**JOB**
Reproduce every row below verbatim, leaving the pictures out of your output.
—————
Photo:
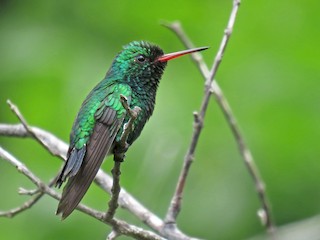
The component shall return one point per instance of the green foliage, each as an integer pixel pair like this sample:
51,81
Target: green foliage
54,52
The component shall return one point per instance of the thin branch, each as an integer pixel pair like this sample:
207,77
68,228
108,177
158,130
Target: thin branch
121,226
103,180
16,111
265,213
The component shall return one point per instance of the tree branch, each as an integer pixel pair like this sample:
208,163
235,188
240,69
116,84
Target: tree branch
212,86
121,226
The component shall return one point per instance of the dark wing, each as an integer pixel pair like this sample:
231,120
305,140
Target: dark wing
108,122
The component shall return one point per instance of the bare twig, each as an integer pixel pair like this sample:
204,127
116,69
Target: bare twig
175,205
103,180
16,111
265,212
121,226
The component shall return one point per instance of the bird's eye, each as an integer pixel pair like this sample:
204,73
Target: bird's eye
141,58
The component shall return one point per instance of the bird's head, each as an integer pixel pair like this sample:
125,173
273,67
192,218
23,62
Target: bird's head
141,62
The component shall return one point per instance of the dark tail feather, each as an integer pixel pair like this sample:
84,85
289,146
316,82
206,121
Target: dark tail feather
97,148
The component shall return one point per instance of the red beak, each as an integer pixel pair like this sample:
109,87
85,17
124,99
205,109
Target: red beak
169,56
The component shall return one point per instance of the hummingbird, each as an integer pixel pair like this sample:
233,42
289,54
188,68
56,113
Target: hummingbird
135,74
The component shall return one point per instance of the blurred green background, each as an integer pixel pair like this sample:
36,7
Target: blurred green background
52,53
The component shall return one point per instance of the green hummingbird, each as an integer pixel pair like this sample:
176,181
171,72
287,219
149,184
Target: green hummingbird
135,73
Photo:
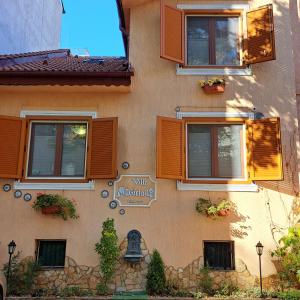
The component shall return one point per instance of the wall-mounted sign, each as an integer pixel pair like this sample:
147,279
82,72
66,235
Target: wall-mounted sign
135,190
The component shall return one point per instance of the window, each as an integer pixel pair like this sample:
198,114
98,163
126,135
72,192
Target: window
216,37
219,255
57,150
51,253
212,41
215,151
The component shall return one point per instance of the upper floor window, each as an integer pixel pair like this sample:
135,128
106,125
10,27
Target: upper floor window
218,150
215,151
57,150
217,37
50,149
212,41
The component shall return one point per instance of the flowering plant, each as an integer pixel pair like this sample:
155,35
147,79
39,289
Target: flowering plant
205,206
65,208
211,82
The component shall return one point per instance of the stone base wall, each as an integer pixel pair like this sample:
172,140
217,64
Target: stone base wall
132,277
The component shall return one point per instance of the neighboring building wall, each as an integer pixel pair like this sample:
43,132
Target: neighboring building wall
171,224
29,25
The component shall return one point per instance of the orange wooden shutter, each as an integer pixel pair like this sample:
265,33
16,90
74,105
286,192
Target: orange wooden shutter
260,43
171,33
264,149
12,143
102,151
169,148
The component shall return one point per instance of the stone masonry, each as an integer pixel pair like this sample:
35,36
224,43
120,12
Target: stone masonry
132,277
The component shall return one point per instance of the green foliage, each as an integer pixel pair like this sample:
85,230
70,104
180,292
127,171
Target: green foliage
204,206
290,295
66,206
102,289
156,278
74,291
108,250
21,276
226,289
172,289
206,282
288,253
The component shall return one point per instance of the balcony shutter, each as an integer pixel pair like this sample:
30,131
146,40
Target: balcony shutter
102,151
12,143
264,149
260,43
171,34
169,148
—————
**EXERCISE SOLUTION**
Photo:
The component shall return one point per instance of the green foliage, each as an integer pixel pair like this sample:
51,81
Target: green foliage
54,52
The component shall return one point per instance of the thin branch, each as an integer pixel pair like this sample:
207,77
68,228
108,177
158,130
Target: thin branch
121,226
103,180
16,111
265,213
The component shall return one point per instance of the tree branch, each as an integer pixel pair like this sample:
208,163
235,188
240,69
116,84
Target: tree branch
212,86
121,226
The component shall return one point per instance of the dark wing, each as an integer pixel pair like this sample:
231,120
305,140
Target: dark wing
108,122
The component shall return one point per instance of the bare twig, each as an integer pixel pair like this sample:
204,127
116,69
Target: bare twig
175,205
103,180
16,111
265,212
121,226
The component shall return one point per instance of the bird's eye, each as an integer pixel pair like this sample:
204,73
Target: bird's eye
141,58
The component shall return one point per instance of the bird's head, each as an integer pixel pair like this sample:
125,173
273,67
192,218
23,62
Target: bird's head
141,62
The component shall return one point per instance of the dark tail feather, each as an integer pixel pair like this sample:
84,85
289,146
316,82
206,121
Target: dark tail feather
97,148
The component shall return one point per instance of the red beak, each as an integer pixel pair like this sample:
109,87
85,17
124,99
205,109
Target: red beak
169,56
The component shall return one point per instance of the hummingbird, each as an integer pixel pair like this sample:
233,42
289,54
188,68
56,113
Target: hummingbird
135,74
The component shall return one point per instance of the blurred green background, each as an integer pixel pair like this sample:
36,7
Target: blurred green background
52,53
The component shall return one point per instance of the green hummingbird, each as an integer pixel pair like this sample:
176,181
171,72
287,219
149,184
Target: green hummingbird
135,73
Photo:
The component shall return one point per instance of the wall-mounted sign, each as an integer pixel pair like this sample:
147,279
82,72
66,235
Target: wall-mounted sign
135,190
The component shall return one point per instance of the window, each as an integer pixel pair like this sample:
198,114
98,163
126,135
72,192
Target: window
216,37
219,255
57,150
51,253
212,41
215,151
The component shall return one point per instance of the upper floor window, each as an integer pixel pair like this sample:
135,128
106,125
10,27
Target: upper floor window
218,150
215,151
57,150
217,37
50,149
212,41
The component shall return one point per instance of the flowering plant, each as an integer pixel pair like this sample:
155,35
147,79
39,289
Target: flowering plant
205,206
65,208
211,82
The component shall return one point per instance of the stone base wall, each as an integer pixel pair like this sample:
172,140
217,64
Target: stone base wall
132,277
The component shall return one point per instance of the neighboring building wall, each as an integer pixel pair like this sample:
43,132
Target: neighboring building wall
171,224
29,25
The component shall return one point per instance of the orange wooden shutter, each as an integer pixel pair like this sample:
265,33
16,90
74,105
286,192
Target: orange wooden shutter
260,43
171,33
264,149
12,143
102,151
169,148
The component shall return one point per instance of the stone masonry, each as an integer pixel pair like this sample:
35,36
224,43
120,12
Target: stone masonry
132,277
The component shall return one point per instance of the green foliage, each as an integer pixel pair like this sample:
85,230
70,104
180,292
127,171
Target: green foliage
204,206
290,295
66,206
102,289
156,278
74,291
108,250
21,276
226,289
172,289
206,282
288,253
The component shall return one point per instance of the balcony shutter, each as an integer pixel pair like this sample:
30,131
146,40
Target: balcony shutter
102,151
12,143
264,149
260,43
171,34
169,148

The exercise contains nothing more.